**Supplied material:**
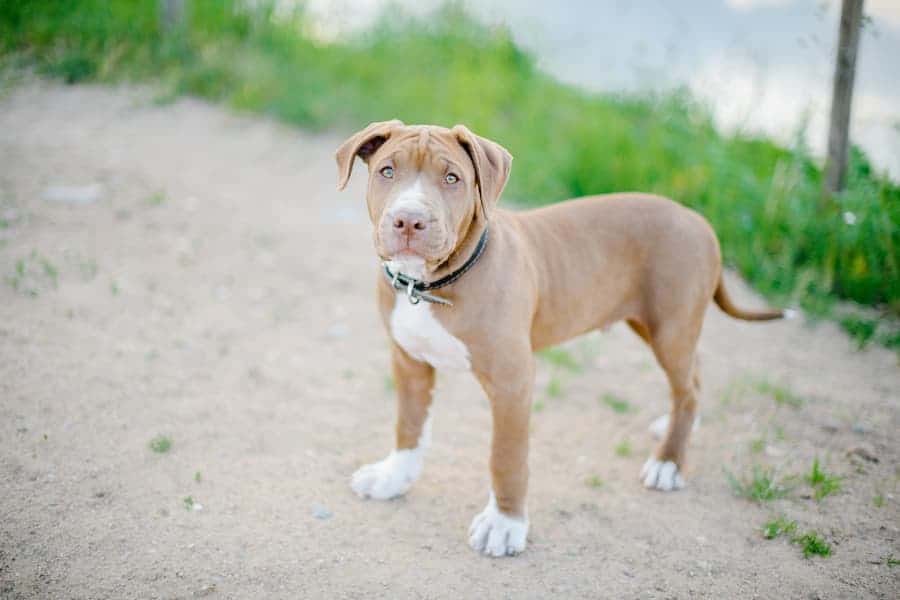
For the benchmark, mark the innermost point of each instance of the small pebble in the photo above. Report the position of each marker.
(322, 513)
(864, 451)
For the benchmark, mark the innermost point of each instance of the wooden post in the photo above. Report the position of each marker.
(171, 13)
(842, 96)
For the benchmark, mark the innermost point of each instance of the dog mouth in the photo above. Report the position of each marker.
(408, 263)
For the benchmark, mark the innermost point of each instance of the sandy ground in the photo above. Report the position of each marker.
(207, 283)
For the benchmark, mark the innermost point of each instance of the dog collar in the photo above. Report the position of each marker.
(416, 290)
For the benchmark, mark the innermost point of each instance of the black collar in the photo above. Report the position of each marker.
(415, 289)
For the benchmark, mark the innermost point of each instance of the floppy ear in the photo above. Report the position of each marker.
(492, 163)
(362, 144)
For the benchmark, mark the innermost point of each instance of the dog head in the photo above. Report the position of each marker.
(428, 187)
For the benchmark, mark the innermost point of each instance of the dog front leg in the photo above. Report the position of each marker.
(394, 475)
(501, 528)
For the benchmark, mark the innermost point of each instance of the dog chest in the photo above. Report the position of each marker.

**Task requirements:**
Can you lay out the data above, from the line holding "the dog front" through the end, both included, as a JSON list of strings with one string per line and blank lines left out?

**Full response:**
[
  "For the benchmark, mark the innermost point of each instance of the dog front leg in the photo above. Report the position of each marker.",
  "(394, 475)",
  "(501, 528)",
  "For the benchmark, mark the innermost point of each instance of the dog chest in the photo above. Report the position of each marker."
]